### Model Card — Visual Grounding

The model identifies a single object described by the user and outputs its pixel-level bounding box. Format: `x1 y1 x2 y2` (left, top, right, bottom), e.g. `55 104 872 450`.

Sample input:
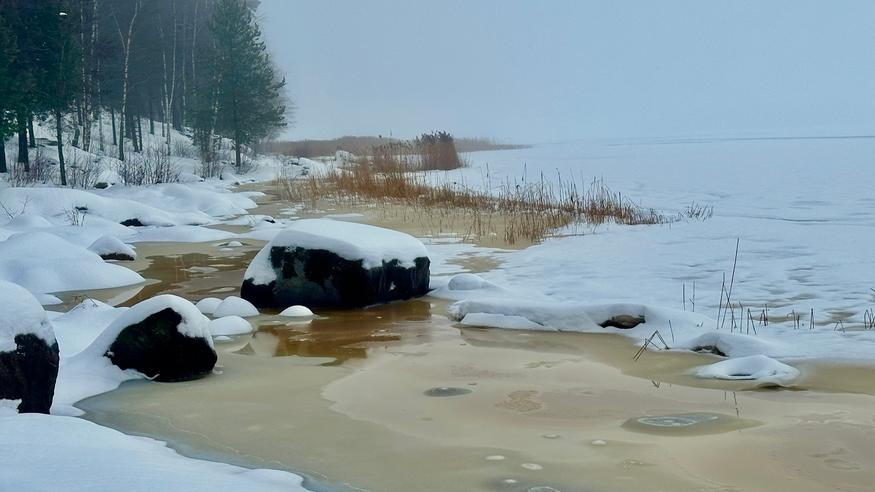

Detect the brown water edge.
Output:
61 184 875 491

§

What is needed:
Display every line of the entries above that contains the string "object".

Answer for this exercise:
The model identifies a single object described by the user and outputs its pixel-level bounding box. Format: `x1 y1 x2 y2` (left, top, right, bottom), e.g. `55 104 872 450`.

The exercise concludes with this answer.